Given problem.
Return every line of the material below that contains the word "palm", treating uppercase and lowercase letters as different.

Given information.
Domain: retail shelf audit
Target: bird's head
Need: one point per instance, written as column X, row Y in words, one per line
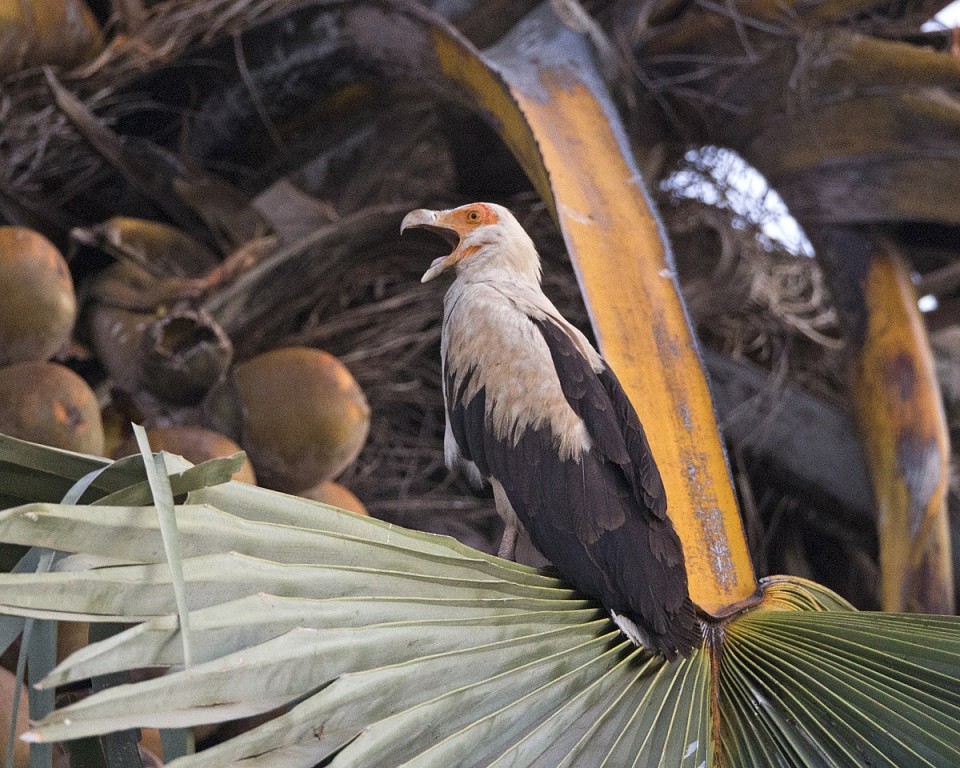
column 482, row 235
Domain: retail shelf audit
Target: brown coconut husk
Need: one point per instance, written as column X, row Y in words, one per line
column 370, row 309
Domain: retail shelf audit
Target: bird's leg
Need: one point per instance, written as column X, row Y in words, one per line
column 511, row 525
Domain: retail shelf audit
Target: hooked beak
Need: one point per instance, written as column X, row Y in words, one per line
column 435, row 221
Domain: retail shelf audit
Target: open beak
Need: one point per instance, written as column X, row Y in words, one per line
column 435, row 221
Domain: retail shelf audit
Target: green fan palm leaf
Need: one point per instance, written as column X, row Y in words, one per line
column 432, row 654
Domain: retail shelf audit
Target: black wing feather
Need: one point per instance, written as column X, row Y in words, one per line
column 600, row 519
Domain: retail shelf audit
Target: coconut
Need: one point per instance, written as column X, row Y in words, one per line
column 50, row 404
column 38, row 306
column 299, row 414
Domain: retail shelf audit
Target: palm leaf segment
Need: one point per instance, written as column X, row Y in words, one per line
column 385, row 646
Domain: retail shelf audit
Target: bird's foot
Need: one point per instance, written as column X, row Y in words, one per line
column 508, row 544
column 636, row 635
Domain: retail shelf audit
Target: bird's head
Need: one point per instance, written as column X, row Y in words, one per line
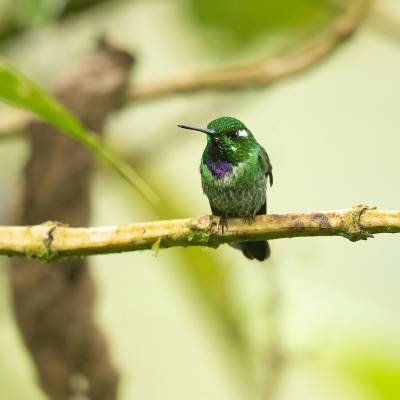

Response to the task.
Target: green fan palm leaf
Target: palm leaf segment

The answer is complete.